What you are asked to do -
Some lines hold the string "fist". Copy all of them from the material that follows.

Supplied information -
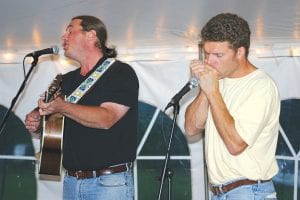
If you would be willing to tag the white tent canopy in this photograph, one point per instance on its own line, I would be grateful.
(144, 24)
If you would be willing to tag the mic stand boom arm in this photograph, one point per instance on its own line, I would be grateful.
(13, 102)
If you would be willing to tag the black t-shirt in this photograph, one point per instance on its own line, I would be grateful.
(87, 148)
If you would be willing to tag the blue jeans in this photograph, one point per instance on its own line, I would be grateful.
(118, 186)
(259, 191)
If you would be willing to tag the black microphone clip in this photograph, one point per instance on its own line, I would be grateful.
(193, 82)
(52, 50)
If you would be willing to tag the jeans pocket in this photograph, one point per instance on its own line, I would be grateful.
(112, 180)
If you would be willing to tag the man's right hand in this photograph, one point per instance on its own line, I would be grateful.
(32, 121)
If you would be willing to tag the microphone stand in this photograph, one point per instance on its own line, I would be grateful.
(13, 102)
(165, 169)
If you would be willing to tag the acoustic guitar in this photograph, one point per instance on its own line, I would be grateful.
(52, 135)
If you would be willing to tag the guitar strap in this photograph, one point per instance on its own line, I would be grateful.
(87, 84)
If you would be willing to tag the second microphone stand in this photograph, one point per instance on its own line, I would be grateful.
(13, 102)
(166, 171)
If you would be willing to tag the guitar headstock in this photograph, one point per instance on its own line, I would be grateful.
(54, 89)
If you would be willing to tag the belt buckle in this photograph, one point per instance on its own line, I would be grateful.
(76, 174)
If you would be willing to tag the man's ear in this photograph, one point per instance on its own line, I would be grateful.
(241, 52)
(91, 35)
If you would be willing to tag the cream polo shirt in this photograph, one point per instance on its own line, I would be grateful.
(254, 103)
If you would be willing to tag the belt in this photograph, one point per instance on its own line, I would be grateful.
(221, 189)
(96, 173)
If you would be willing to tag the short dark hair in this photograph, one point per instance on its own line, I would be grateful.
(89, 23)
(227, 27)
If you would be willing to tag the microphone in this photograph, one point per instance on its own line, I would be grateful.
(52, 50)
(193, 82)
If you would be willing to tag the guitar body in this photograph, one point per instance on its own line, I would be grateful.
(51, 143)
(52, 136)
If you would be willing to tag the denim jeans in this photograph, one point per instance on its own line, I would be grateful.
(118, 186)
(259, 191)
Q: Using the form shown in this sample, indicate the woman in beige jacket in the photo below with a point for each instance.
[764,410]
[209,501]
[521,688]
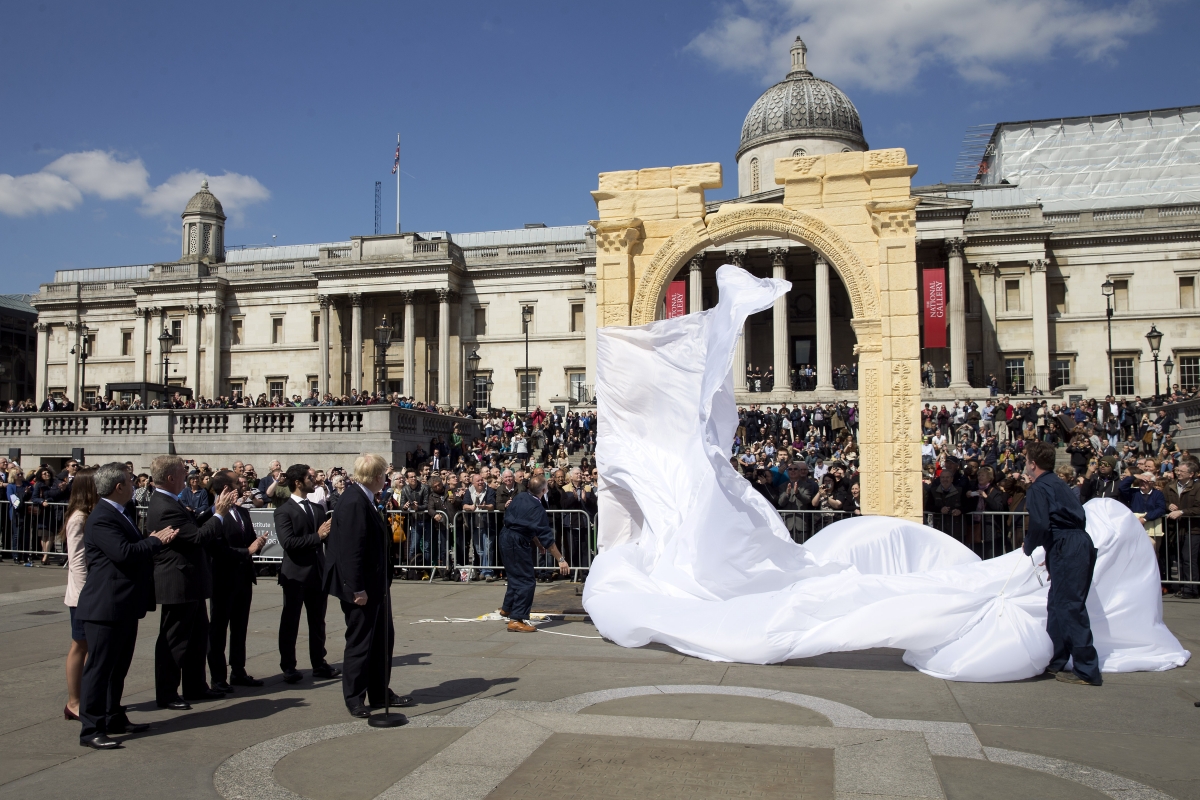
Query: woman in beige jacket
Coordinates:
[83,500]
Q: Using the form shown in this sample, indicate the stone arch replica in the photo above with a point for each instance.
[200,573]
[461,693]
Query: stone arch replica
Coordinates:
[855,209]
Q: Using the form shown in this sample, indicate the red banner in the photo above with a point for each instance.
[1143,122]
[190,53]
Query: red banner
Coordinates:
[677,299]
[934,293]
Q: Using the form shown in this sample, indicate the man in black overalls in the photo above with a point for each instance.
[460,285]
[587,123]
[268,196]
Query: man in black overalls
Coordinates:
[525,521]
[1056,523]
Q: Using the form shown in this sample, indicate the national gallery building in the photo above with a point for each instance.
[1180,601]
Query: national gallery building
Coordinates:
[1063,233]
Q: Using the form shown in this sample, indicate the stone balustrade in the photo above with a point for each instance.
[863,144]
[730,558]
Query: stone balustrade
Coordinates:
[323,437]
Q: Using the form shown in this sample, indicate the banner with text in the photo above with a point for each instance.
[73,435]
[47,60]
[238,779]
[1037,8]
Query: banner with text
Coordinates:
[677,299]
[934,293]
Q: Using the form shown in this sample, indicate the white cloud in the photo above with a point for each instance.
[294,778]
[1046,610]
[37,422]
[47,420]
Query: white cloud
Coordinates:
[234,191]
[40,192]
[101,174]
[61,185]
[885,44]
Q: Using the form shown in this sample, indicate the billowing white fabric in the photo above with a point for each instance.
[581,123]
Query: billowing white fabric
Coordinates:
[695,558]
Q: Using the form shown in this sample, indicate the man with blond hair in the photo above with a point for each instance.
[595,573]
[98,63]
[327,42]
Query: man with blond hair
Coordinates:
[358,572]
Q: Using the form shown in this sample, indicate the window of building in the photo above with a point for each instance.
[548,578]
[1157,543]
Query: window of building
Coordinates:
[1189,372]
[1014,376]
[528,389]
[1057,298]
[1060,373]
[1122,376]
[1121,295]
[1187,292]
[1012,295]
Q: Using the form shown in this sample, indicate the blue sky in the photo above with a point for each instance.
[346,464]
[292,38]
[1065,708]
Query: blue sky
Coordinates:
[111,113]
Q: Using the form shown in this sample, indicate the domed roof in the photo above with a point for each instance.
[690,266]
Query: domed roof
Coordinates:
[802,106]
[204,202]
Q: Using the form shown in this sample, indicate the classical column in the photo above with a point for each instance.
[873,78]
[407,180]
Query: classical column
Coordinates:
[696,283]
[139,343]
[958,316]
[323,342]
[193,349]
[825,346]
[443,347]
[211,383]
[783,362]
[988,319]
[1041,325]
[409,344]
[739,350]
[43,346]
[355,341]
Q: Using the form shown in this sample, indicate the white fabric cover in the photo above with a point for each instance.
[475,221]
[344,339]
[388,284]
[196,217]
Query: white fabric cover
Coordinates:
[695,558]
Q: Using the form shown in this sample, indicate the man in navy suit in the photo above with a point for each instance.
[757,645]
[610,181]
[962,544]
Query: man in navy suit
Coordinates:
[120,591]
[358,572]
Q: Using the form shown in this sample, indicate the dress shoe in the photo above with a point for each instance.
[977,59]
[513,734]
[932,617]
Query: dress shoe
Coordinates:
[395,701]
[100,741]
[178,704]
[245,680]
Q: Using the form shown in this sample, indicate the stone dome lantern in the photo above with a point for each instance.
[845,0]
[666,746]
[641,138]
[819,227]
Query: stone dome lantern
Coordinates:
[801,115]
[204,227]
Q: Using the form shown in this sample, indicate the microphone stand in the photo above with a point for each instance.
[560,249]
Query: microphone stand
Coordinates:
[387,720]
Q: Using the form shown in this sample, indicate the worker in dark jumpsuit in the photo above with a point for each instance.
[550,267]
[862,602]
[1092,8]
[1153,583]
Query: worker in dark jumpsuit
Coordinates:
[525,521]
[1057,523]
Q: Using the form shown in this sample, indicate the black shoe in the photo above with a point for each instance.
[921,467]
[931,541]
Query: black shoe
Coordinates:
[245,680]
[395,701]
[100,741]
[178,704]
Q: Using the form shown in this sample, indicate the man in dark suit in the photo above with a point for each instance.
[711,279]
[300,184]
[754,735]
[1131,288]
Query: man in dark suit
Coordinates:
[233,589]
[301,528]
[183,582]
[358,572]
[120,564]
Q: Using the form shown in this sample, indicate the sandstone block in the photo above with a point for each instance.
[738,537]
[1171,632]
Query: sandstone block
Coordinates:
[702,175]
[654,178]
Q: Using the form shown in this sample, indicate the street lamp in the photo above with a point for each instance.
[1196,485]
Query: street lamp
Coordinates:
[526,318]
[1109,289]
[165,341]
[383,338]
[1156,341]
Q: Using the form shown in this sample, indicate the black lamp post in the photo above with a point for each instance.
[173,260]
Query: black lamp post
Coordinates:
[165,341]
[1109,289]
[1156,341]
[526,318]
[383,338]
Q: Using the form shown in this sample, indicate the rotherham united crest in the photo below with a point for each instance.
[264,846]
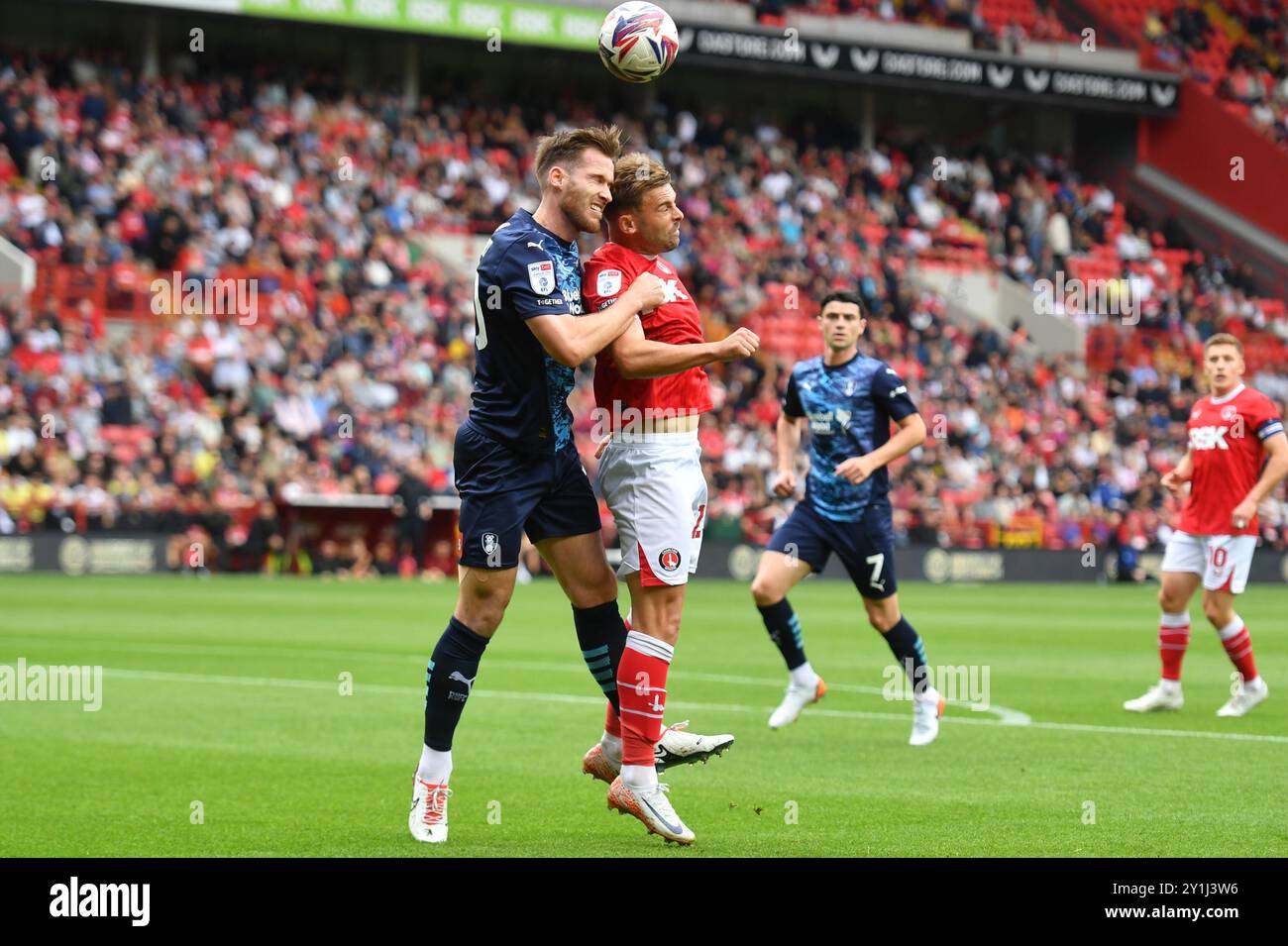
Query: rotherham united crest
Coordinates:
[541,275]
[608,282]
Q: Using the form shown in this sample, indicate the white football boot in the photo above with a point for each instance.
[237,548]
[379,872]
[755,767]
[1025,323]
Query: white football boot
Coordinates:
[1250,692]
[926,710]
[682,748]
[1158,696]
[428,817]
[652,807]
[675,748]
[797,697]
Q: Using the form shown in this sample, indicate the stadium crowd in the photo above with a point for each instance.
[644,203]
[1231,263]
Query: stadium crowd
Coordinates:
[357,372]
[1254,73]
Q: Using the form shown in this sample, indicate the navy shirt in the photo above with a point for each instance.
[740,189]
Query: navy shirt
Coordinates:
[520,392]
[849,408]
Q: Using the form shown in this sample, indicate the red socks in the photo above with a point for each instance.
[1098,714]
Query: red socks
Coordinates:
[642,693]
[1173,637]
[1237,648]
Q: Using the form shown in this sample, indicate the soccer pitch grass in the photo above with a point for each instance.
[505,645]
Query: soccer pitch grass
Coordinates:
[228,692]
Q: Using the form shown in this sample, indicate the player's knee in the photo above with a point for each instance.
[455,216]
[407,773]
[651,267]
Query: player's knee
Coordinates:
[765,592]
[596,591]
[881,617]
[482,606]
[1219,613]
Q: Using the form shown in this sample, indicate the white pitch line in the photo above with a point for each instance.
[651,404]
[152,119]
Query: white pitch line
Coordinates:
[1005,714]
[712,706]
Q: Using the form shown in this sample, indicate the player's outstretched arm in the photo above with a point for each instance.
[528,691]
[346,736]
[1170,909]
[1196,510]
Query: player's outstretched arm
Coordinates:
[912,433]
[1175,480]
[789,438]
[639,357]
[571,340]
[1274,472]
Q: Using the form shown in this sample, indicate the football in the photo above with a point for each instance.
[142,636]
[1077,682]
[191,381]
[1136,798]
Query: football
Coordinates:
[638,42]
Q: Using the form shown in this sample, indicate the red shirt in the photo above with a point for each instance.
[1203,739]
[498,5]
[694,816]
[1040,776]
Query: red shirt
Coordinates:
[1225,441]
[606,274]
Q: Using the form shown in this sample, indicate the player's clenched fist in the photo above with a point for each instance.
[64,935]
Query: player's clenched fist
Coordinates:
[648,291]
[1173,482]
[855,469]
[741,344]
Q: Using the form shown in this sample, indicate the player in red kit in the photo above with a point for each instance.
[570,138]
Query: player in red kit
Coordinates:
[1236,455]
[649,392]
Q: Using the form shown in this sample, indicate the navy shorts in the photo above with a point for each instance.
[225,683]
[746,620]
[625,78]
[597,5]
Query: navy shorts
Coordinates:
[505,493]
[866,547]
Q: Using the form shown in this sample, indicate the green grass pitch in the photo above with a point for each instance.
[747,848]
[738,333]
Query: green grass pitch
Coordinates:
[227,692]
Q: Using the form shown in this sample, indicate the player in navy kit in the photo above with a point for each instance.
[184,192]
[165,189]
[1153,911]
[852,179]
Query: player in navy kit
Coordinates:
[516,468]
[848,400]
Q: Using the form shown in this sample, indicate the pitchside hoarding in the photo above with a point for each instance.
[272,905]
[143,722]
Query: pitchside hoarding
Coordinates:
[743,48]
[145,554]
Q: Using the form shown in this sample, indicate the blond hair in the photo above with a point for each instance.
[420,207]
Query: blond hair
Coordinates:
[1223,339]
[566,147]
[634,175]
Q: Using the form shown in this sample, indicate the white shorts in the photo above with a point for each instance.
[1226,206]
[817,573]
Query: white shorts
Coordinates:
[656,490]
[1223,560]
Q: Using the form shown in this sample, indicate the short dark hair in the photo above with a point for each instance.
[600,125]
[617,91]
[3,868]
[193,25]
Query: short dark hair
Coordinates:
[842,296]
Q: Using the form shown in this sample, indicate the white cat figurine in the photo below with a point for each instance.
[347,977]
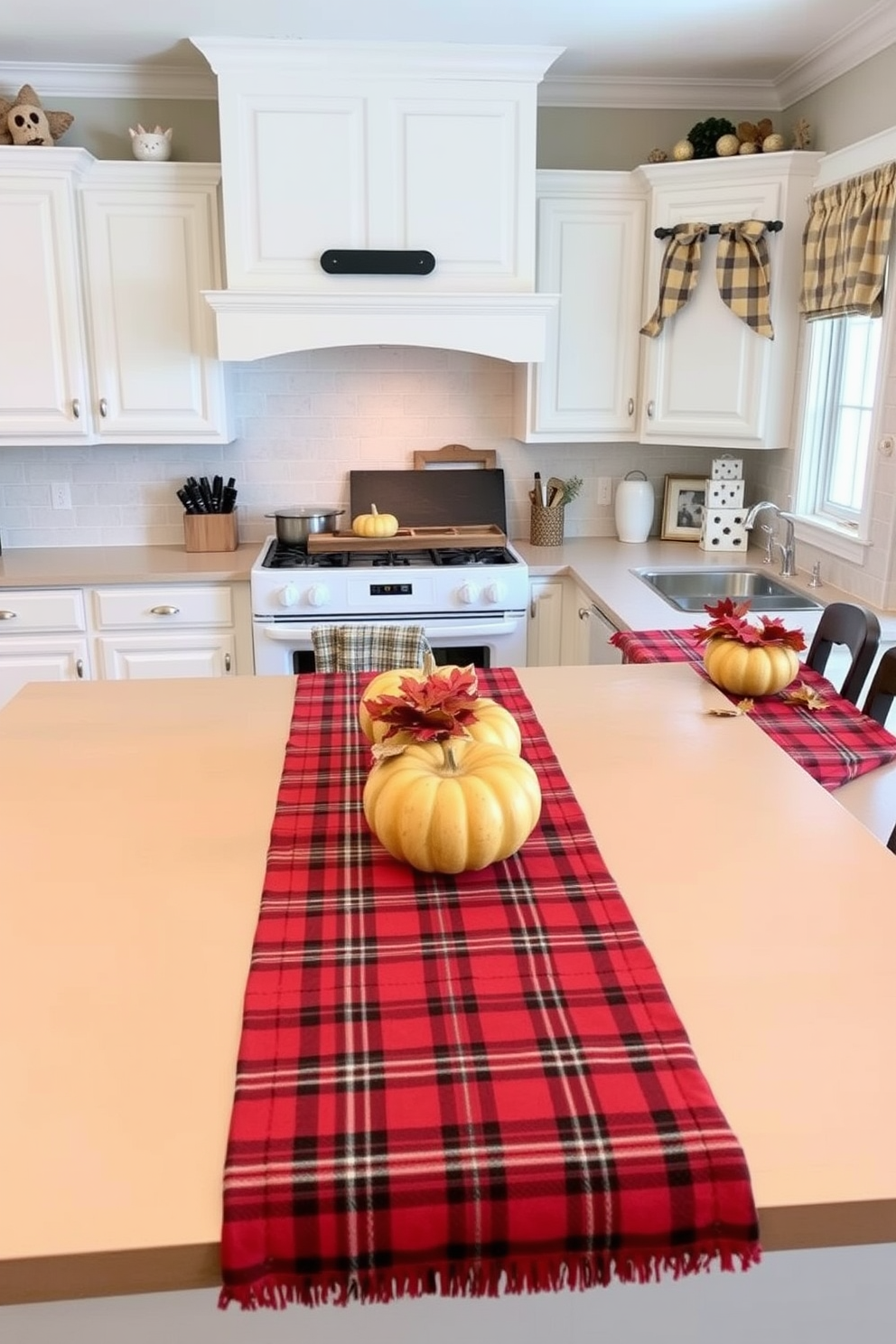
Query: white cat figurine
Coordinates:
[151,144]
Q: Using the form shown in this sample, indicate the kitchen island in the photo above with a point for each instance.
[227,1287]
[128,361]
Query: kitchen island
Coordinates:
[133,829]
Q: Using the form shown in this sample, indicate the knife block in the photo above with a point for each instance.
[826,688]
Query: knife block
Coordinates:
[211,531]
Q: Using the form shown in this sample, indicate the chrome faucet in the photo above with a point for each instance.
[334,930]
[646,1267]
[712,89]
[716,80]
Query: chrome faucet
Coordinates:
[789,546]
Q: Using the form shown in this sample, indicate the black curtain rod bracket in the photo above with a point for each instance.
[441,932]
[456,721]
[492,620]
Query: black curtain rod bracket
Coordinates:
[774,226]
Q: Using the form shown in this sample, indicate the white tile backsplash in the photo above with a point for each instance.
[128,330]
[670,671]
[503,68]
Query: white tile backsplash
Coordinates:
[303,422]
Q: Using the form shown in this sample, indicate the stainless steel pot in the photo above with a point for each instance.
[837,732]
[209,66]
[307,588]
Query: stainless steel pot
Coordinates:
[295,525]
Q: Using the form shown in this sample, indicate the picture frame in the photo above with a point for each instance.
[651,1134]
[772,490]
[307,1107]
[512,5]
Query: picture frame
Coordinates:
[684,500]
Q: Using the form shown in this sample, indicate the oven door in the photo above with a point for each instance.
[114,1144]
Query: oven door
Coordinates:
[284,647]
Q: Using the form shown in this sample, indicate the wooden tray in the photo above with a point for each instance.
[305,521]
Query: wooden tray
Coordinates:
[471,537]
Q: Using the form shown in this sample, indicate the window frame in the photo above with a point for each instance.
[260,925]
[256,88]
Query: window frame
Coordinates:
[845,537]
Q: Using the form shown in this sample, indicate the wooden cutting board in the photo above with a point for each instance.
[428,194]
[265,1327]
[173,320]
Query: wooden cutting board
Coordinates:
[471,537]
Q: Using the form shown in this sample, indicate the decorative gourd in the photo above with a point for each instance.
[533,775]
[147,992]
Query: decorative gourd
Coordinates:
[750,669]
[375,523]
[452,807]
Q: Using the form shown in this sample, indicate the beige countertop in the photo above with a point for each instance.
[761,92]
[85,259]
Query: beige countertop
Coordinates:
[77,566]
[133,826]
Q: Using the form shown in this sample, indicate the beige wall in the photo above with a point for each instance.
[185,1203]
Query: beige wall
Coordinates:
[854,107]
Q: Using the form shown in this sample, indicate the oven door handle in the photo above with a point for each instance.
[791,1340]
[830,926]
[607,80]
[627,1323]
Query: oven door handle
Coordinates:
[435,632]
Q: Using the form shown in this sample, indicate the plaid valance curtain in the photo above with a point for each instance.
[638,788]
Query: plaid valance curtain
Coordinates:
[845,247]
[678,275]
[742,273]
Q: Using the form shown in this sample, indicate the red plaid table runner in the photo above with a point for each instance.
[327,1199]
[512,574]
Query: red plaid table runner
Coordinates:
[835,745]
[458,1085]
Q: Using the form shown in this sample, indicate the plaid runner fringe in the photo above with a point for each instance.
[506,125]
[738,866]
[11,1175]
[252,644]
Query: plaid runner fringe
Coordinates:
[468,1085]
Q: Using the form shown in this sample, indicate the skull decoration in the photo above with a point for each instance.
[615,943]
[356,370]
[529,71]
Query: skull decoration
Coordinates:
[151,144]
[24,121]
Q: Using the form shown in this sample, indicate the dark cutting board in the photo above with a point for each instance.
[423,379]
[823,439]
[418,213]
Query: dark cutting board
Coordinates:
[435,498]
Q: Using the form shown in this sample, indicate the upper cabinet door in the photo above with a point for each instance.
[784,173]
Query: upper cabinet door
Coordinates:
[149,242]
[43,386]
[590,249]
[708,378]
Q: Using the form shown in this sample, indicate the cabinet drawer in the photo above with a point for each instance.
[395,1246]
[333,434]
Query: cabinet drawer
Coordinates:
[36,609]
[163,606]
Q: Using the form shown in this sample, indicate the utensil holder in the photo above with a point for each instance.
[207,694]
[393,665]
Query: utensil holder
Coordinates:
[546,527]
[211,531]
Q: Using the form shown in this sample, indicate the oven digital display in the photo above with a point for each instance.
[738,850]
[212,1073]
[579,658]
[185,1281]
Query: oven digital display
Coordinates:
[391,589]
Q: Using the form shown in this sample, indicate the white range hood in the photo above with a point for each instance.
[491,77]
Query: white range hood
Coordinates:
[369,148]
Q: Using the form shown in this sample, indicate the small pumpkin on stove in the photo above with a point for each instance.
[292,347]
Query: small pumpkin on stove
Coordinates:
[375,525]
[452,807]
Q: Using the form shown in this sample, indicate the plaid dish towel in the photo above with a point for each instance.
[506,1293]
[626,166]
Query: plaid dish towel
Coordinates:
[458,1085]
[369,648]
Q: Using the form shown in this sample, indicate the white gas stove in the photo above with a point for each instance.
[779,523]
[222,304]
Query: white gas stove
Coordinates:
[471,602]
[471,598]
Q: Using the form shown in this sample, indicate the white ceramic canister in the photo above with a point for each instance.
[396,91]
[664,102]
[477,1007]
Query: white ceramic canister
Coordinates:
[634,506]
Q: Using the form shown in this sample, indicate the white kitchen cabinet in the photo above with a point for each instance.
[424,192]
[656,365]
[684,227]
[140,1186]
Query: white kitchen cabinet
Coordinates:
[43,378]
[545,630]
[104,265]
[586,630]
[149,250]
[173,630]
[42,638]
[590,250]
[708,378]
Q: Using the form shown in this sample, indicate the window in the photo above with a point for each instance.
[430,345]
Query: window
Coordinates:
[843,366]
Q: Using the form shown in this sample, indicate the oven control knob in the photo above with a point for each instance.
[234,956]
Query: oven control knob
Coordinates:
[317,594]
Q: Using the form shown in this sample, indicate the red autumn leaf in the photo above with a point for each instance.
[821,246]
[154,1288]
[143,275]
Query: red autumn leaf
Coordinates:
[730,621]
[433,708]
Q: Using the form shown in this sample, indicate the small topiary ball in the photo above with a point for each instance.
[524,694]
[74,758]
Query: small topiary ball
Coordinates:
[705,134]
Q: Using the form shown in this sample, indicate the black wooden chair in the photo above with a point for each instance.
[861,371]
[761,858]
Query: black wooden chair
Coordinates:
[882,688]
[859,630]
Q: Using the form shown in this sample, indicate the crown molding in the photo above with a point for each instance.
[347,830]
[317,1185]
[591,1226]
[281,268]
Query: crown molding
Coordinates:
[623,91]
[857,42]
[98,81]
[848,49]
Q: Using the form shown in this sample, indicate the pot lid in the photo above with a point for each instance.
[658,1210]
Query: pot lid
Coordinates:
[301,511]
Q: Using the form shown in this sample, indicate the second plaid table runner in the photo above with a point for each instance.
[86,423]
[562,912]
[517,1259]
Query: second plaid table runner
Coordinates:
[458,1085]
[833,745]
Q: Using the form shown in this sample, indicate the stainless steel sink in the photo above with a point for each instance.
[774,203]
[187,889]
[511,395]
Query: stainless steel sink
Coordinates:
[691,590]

Completed task -
Q: Using the form shown in this sample, indicate the player's clenched fist in the photo above with a point for each instance.
Query: player's clenched fist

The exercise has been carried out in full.